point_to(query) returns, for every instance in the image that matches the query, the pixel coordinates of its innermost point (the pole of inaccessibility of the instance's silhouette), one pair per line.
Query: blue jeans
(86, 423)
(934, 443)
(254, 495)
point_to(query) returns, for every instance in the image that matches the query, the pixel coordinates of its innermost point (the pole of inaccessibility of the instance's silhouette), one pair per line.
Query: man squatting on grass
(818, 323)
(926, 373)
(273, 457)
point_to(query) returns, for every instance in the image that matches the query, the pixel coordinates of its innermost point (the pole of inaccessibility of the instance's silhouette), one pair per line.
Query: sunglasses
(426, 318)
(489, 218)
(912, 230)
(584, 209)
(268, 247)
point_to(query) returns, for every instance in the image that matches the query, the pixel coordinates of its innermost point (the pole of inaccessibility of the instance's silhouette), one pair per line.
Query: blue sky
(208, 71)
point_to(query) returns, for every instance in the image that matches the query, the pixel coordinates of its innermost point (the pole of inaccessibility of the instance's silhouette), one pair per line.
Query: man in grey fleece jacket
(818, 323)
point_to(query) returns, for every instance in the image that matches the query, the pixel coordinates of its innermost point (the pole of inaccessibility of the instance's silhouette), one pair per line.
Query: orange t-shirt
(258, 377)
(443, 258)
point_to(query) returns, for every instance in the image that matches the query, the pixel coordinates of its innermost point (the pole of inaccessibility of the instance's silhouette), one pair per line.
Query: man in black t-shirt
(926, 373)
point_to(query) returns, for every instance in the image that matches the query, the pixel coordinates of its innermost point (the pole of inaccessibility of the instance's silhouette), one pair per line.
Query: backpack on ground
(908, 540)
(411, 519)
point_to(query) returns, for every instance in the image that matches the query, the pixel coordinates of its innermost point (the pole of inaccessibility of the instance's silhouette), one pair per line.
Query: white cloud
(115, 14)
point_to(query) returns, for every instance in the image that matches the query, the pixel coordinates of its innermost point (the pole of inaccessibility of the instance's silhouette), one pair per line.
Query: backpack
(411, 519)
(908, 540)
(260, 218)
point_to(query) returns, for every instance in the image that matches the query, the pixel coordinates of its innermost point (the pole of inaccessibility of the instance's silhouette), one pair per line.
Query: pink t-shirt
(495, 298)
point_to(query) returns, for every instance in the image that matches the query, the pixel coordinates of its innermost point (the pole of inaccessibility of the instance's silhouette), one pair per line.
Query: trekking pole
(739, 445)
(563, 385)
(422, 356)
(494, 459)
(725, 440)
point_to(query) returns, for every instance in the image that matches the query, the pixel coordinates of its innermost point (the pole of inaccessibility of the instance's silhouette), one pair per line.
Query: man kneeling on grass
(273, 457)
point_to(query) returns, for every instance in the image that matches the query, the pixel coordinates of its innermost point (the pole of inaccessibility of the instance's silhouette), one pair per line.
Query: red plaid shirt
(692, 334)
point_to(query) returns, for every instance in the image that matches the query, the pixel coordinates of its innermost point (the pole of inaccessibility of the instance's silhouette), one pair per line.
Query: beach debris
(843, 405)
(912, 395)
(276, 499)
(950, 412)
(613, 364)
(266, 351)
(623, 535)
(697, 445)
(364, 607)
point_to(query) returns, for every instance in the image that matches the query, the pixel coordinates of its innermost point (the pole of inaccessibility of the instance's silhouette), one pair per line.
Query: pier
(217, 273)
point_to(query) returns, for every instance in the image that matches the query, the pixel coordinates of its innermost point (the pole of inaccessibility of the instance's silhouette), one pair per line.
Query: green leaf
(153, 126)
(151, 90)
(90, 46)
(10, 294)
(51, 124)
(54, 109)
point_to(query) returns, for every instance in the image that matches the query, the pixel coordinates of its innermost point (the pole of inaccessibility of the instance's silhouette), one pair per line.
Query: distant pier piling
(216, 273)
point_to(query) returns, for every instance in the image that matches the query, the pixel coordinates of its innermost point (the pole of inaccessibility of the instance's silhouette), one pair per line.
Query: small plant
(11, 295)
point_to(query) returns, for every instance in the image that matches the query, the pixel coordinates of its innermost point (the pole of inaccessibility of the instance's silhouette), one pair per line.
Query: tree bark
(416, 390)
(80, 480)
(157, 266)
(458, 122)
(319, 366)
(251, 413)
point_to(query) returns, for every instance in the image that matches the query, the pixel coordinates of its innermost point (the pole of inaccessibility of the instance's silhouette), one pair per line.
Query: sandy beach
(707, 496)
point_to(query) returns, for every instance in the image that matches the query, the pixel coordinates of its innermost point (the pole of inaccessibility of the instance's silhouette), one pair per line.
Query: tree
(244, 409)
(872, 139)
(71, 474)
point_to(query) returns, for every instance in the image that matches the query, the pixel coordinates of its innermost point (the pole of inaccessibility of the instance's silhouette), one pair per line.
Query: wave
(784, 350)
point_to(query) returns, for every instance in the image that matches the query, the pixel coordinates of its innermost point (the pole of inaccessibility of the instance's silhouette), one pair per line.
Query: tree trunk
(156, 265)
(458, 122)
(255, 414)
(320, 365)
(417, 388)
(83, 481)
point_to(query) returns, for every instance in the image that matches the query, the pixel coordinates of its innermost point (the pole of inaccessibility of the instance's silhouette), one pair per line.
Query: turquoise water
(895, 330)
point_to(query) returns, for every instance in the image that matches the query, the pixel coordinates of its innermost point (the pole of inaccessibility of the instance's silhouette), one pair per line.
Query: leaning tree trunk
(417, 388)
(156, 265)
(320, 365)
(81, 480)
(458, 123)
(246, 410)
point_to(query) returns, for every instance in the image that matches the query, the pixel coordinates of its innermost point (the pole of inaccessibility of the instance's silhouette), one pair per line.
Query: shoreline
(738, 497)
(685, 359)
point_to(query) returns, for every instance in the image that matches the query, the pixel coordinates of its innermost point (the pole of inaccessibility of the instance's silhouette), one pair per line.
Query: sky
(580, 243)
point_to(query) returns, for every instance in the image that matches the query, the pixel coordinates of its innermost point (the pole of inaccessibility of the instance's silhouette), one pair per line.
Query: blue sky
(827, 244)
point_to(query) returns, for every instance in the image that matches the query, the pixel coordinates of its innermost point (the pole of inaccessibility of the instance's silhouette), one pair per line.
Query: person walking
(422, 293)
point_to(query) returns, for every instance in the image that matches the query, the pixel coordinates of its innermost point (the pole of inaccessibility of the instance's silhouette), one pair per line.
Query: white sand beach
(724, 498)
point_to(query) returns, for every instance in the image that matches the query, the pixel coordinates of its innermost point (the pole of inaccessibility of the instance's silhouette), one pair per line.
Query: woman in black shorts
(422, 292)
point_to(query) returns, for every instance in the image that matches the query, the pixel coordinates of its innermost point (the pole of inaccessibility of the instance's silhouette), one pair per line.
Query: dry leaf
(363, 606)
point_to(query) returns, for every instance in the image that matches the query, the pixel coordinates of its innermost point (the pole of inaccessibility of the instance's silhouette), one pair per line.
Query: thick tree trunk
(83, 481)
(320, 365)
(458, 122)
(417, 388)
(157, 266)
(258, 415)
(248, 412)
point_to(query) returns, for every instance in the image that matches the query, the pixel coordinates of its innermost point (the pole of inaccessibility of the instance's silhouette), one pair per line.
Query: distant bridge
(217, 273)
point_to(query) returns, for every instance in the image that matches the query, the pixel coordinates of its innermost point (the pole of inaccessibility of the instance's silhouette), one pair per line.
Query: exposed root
====
■ Goal:
Pull out each line of the data above that contains the word "backpack", counting only matches with the same capitalization.

■ Finished answer:
Query: backpack on ground
Query: backpack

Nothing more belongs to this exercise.